(Stored items from a collection)
□ □ □ □
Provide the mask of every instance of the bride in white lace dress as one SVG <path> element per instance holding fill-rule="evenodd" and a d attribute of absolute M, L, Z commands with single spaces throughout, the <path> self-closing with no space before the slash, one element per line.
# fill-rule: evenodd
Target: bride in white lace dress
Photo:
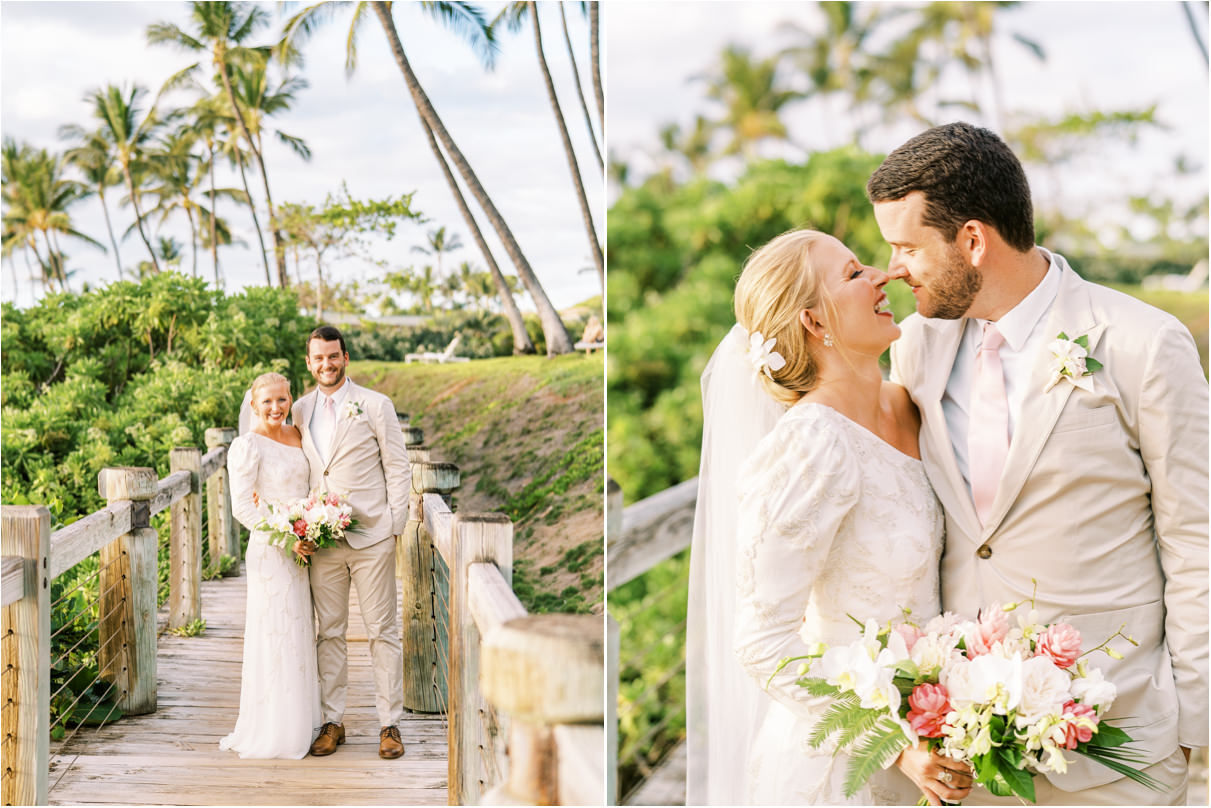
<path fill-rule="evenodd" d="M 307 755 L 320 725 L 311 587 L 307 569 L 253 528 L 268 515 L 266 503 L 307 495 L 309 466 L 298 430 L 285 423 L 291 404 L 286 377 L 258 376 L 251 395 L 252 431 L 232 441 L 227 460 L 231 510 L 252 535 L 240 714 L 219 748 L 242 758 L 297 759 Z M 296 542 L 292 552 L 313 550 Z"/>
<path fill-rule="evenodd" d="M 886 283 L 803 230 L 755 252 L 737 284 L 737 326 L 703 375 L 691 803 L 912 805 L 924 793 L 938 804 L 970 788 L 963 764 L 912 747 L 847 798 L 848 758 L 808 744 L 827 700 L 795 684 L 796 665 L 775 674 L 811 643 L 856 639 L 848 615 L 940 611 L 944 522 L 920 423 L 878 364 L 900 332 Z"/>

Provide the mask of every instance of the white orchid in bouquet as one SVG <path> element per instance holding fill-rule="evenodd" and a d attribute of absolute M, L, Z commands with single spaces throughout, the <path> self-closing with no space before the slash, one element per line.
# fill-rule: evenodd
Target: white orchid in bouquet
<path fill-rule="evenodd" d="M 338 494 L 312 491 L 302 499 L 269 503 L 269 517 L 256 526 L 269 534 L 269 543 L 290 552 L 299 540 L 314 542 L 323 549 L 357 528 L 353 506 Z M 300 567 L 310 564 L 307 556 L 295 554 Z"/>
<path fill-rule="evenodd" d="M 847 796 L 919 739 L 970 765 L 997 796 L 1034 802 L 1034 775 L 1067 771 L 1065 752 L 1163 788 L 1132 765 L 1144 761 L 1126 747 L 1131 737 L 1102 720 L 1116 691 L 1086 659 L 1095 651 L 1121 659 L 1110 643 L 1135 644 L 1126 626 L 1082 652 L 1075 628 L 1038 621 L 1033 598 L 1011 625 L 1020 605 L 992 604 L 974 620 L 946 613 L 923 628 L 907 613 L 885 625 L 851 616 L 860 639 L 781 661 L 778 671 L 800 661 L 798 684 L 832 699 L 809 743 L 835 736 L 836 751 L 850 756 Z"/>

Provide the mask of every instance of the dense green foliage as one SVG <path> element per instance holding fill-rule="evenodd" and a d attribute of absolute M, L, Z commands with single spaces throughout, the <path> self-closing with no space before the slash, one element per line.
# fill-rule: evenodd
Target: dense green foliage
<path fill-rule="evenodd" d="M 59 527 L 104 507 L 102 468 L 147 466 L 165 476 L 173 447 L 202 447 L 208 428 L 236 424 L 258 374 L 285 373 L 300 389 L 311 326 L 292 293 L 253 288 L 224 296 L 175 273 L 48 295 L 30 309 L 5 304 L 3 502 L 46 505 Z M 152 520 L 164 539 L 161 602 L 169 571 L 165 517 Z M 121 717 L 97 669 L 96 574 L 94 555 L 51 587 L 51 711 L 69 725 Z M 56 726 L 57 736 L 62 731 Z"/>

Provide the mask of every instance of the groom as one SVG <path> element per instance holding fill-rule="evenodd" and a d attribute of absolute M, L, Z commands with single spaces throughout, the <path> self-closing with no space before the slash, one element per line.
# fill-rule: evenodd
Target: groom
<path fill-rule="evenodd" d="M 316 389 L 294 405 L 311 464 L 311 488 L 341 494 L 353 506 L 357 528 L 335 547 L 311 556 L 311 599 L 319 628 L 320 708 L 324 726 L 311 754 L 331 755 L 345 741 L 349 584 L 357 589 L 374 672 L 378 754 L 404 754 L 403 648 L 395 598 L 395 541 L 408 519 L 408 450 L 391 399 L 345 376 L 345 338 L 320 326 L 307 338 L 307 369 Z"/>
<path fill-rule="evenodd" d="M 892 380 L 921 410 L 946 511 L 943 608 L 1033 593 L 1040 620 L 1072 624 L 1086 649 L 1120 626 L 1138 643 L 1086 659 L 1169 790 L 1069 754 L 1067 774 L 1036 779 L 1038 802 L 1184 805 L 1190 750 L 1207 744 L 1207 382 L 1190 333 L 1035 246 L 1025 173 L 988 130 L 918 135 L 867 194 L 888 274 L 917 300 Z"/>

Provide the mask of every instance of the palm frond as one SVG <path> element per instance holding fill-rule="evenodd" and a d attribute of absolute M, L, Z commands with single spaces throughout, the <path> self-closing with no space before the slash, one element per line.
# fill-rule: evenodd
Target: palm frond
<path fill-rule="evenodd" d="M 1164 783 L 1131 765 L 1132 763 L 1137 765 L 1146 764 L 1146 761 L 1140 757 L 1138 752 L 1106 746 L 1086 746 L 1084 749 L 1078 748 L 1076 751 L 1090 760 L 1096 760 L 1111 771 L 1118 772 L 1124 777 L 1130 777 L 1135 782 L 1153 791 L 1165 791 L 1167 789 Z"/>
<path fill-rule="evenodd" d="M 849 753 L 849 767 L 845 772 L 845 796 L 852 797 L 866 784 L 875 772 L 883 769 L 908 747 L 908 736 L 900 725 L 884 718 L 862 738 Z"/>
<path fill-rule="evenodd" d="M 837 700 L 828 705 L 824 715 L 820 716 L 820 720 L 812 727 L 811 735 L 807 739 L 808 744 L 812 748 L 819 748 L 834 732 L 852 724 L 862 711 L 863 708 L 858 702 L 858 697 L 853 693 L 845 693 L 837 697 Z"/>
<path fill-rule="evenodd" d="M 479 6 L 464 2 L 423 2 L 421 8 L 465 39 L 485 69 L 491 70 L 496 66 L 496 53 L 500 49 L 496 43 L 496 32 Z"/>
<path fill-rule="evenodd" d="M 887 714 L 882 710 L 862 710 L 860 713 L 854 713 L 852 720 L 841 727 L 841 734 L 837 736 L 837 748 L 848 747 L 873 729 L 875 724 L 879 723 L 879 719 L 885 715 Z"/>

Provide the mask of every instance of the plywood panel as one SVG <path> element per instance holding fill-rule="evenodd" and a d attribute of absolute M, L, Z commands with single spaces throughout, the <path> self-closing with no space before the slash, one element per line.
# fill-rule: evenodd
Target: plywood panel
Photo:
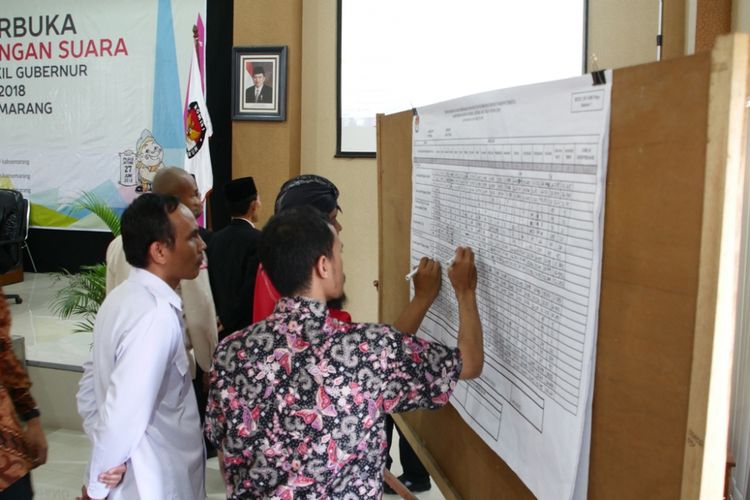
<path fill-rule="evenodd" d="M 682 498 L 719 498 L 727 462 L 745 185 L 748 35 L 716 40 Z"/>
<path fill-rule="evenodd" d="M 708 55 L 614 74 L 590 498 L 680 495 L 709 75 Z"/>
<path fill-rule="evenodd" d="M 738 69 L 746 72 L 746 63 Z M 706 395 L 691 401 L 690 388 L 697 382 L 701 245 L 710 238 L 704 192 L 712 70 L 701 54 L 614 73 L 592 499 L 679 498 L 689 408 L 707 404 Z M 381 116 L 378 127 L 381 319 L 393 321 L 408 300 L 411 113 Z M 698 373 L 702 382 L 710 378 L 710 370 Z M 418 436 L 413 444 L 423 447 L 418 452 L 434 458 L 433 472 L 461 497 L 531 497 L 453 408 L 404 420 Z"/>

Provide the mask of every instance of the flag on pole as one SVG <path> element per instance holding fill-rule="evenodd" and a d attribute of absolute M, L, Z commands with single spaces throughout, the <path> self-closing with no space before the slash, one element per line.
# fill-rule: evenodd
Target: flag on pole
<path fill-rule="evenodd" d="M 211 170 L 211 154 L 208 150 L 208 138 L 213 134 L 211 118 L 208 116 L 206 99 L 203 96 L 198 57 L 194 50 L 190 62 L 187 99 L 185 100 L 185 164 L 187 172 L 195 176 L 195 183 L 205 198 L 214 185 Z"/>

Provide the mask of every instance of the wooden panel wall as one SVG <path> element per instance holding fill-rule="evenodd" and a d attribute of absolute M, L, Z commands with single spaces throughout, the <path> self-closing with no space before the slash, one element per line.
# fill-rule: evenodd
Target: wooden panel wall
<path fill-rule="evenodd" d="M 254 177 L 263 203 L 263 225 L 273 215 L 281 184 L 300 173 L 302 0 L 235 0 L 234 45 L 289 47 L 286 121 L 234 121 L 232 125 L 232 178 Z M 231 82 L 227 82 L 227 92 L 230 89 Z"/>

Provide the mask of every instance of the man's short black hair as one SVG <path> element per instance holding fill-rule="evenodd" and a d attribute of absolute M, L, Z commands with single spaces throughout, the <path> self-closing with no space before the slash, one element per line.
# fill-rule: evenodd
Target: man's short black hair
<path fill-rule="evenodd" d="M 151 243 L 161 241 L 174 245 L 175 236 L 169 214 L 177 210 L 180 200 L 168 194 L 144 193 L 122 214 L 122 248 L 125 259 L 133 267 L 149 264 Z"/>
<path fill-rule="evenodd" d="M 282 296 L 309 288 L 318 259 L 333 257 L 334 238 L 328 219 L 314 207 L 290 208 L 271 217 L 263 228 L 258 254 Z"/>
<path fill-rule="evenodd" d="M 258 195 L 253 195 L 250 198 L 240 201 L 229 201 L 227 200 L 227 208 L 229 209 L 229 215 L 232 217 L 242 217 L 250 209 L 250 204 L 258 199 Z"/>
<path fill-rule="evenodd" d="M 263 75 L 263 76 L 266 76 L 266 72 L 263 69 L 263 66 L 255 66 L 255 65 L 253 65 L 253 75 Z"/>

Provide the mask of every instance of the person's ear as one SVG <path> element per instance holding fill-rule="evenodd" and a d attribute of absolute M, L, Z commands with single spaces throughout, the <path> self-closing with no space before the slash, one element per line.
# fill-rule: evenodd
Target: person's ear
<path fill-rule="evenodd" d="M 331 272 L 331 261 L 325 255 L 318 257 L 315 262 L 315 273 L 321 279 L 327 279 Z"/>
<path fill-rule="evenodd" d="M 154 264 L 163 265 L 167 262 L 167 245 L 163 241 L 154 241 L 148 247 L 148 255 Z"/>

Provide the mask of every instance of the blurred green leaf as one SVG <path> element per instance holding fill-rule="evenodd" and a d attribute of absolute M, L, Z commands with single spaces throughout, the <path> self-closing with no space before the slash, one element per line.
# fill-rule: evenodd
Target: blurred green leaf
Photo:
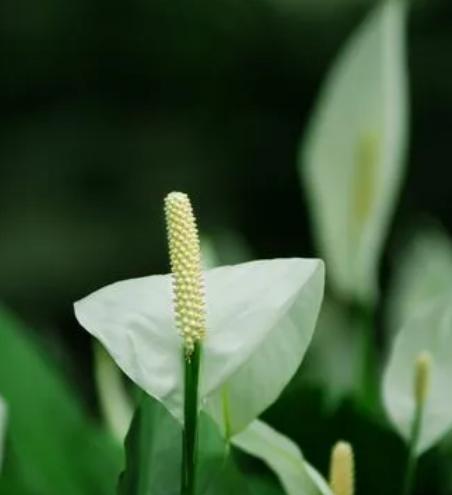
□ □ □ □
For each line above that contains the word "plywood", give the line as it is written.

Provide the mask of every instance of the plywood panel as one SVG <path> element per instance holding fill-rule="evenodd" and a d attribute of absolute M, L, Z commands with single spaces throughout, the <path> self-closing with no space before the slash, one element per line.
Target: plywood panel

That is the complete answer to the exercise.